* Begin Document segment *
The Lessons of Brown

This article is from the archive of The New York Sun before the launch of its new website in 2022. The Sun has neither altered nor updated such articles but will seek to correct any errors, mis-categorizations or other problems introduced during transfer.

The New York Sun
The New York Sun
NEW YORK SUN CONTRIBUTOR

One of the remarkable facts about Brown v. Board of Education — the school desegregation case whose 50th anniversary celebrations start this week — is the makeup of the Supreme Court that handed down the decision. The Chief Justice of the United States, Earl Warren, had been elevated by a Republican president on the theory that he was a conservative. The other justices were all white males, and at least one, Hugo Black, was a former member of the Ku Klux Klan. Yet the nine came to a unanimous decision that the doctrine of separate schools for black pupils and white was inherently unequal and, under the 14th Amendment, unconstitutional. They swept aside an entrenched constitutional precedent and set the stage for the great but unfinished revolution in race relations that, 50 years later, is under way in America.

The story offers many lessons, but certainly one of them is particularly relevant for a country that has spent the last generation feuding over the personal ideological bona fides of judges. Brown is a reminder that the lurches forward in our constitutional law have come not through pre-selection of judges based on ideological tests but through the hard work of litigation. Brown was the triumph of one of the greatest litigators in American history, Thurgood Marshall of the National Association for the Advancement of Colored People, but he stood at the head of dozens, probably hundreds of lawyers, including such famous names as Charles Hamilton Houston, Jack Greenberg, and Spottswood W. Robinson III. They spent years pressing myriad cases from several constitutional perspectives in several states before persuading the nine justices with an argument from which not one would dissent.

The first thing the court noted in handing down its opinion was that the cases came not only from Kansas, home of the lead plaintiff, but also South Carolina, Virginia, and Delaware. In each case, it said, “minors of the Negro race, through their legal representatives, seek the aid of the courts in obtaining admission to the public schools of their community on a nonsegregated basis.” In each instance, it noted, they had been denied admission under laws requiring or permitting segregation according to race. In each case, segregation was alleged to deprive the plaintiffs of equal protection under the 14th Amendment. In each case, save Delaware, district courts had denied relief on the grounds of “separate but equal,” the standard the court had half a century earlier promulgated in Plessy v. Ferguson.
* End Document segment *
Tasks and exercises:
1. In the article on Brown v. Board of Education, which justice is said to have once belonged to the Ku Klux Klan?
2. Continue the article on Brown v. Board of Education from its last sentence.
* Begin Information provided *
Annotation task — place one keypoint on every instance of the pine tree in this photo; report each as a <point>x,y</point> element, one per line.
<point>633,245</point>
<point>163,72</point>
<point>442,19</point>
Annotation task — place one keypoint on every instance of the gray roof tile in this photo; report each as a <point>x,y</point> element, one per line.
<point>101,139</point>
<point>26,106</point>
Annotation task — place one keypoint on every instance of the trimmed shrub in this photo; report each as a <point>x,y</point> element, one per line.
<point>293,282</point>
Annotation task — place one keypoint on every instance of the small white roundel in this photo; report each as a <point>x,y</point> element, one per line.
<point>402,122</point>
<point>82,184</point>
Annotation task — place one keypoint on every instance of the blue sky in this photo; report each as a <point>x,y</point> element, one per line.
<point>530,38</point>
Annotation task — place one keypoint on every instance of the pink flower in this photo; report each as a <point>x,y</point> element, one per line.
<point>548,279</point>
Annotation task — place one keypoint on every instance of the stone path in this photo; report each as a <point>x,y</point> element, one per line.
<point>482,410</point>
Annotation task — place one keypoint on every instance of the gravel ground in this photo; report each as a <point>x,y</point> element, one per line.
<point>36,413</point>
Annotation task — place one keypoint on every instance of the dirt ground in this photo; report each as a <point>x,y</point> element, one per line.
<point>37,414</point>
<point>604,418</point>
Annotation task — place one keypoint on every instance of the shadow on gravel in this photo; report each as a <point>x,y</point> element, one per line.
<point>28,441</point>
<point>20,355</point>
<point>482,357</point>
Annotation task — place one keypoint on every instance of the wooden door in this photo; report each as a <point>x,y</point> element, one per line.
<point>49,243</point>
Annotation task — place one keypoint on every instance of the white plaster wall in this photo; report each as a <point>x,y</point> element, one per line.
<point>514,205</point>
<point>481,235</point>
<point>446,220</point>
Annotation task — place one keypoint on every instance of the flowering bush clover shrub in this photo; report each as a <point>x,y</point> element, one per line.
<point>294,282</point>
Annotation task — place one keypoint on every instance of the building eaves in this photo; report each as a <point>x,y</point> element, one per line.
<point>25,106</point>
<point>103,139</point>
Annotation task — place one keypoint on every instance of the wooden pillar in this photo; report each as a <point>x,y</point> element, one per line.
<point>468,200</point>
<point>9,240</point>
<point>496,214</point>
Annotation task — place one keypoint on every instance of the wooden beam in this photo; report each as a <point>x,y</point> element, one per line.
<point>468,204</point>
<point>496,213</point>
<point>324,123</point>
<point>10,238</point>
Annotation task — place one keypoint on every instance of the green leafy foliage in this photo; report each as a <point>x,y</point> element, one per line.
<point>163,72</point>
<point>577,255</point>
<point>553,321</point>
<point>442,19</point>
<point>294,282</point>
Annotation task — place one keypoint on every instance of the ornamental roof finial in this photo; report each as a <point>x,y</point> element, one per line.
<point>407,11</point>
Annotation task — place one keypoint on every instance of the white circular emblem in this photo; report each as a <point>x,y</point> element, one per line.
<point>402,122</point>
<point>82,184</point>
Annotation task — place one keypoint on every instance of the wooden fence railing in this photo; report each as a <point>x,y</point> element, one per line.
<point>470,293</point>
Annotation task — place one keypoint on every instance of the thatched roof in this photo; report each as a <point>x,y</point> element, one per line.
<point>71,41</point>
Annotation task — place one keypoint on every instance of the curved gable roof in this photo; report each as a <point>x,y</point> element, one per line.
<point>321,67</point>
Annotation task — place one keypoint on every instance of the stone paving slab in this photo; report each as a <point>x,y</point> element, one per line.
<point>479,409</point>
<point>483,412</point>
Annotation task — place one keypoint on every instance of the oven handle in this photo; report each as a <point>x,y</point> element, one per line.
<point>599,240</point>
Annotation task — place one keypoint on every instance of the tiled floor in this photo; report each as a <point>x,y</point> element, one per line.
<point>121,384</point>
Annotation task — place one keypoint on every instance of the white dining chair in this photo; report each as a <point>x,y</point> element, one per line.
* End Information provided *
The responses:
1. Hugo Black

2.
Behind each of these cases were individual plaintiffs and their families, as well as chapters of the NAACP and other community and political institutions. There were discouraging defeats. When the vast legal movement that was set in motion finally reached the court, and arguments were made before the high bench in 1952, the justices were unable to resolve all the issues related to the 14th Amendment and what kinds of practices with respect to racial segregation existed in America at the time of its adoption. So in the following term, a whole re-argument was conducted before the Supreme Court that left the justices feeling the questions were”inconclusive,” at best. Nor was the court satisfied with the state of play in 1868, when the mighty 14th was adopted. It concluded that public education would have to be considered “in the light of its full development and its present place in American life.”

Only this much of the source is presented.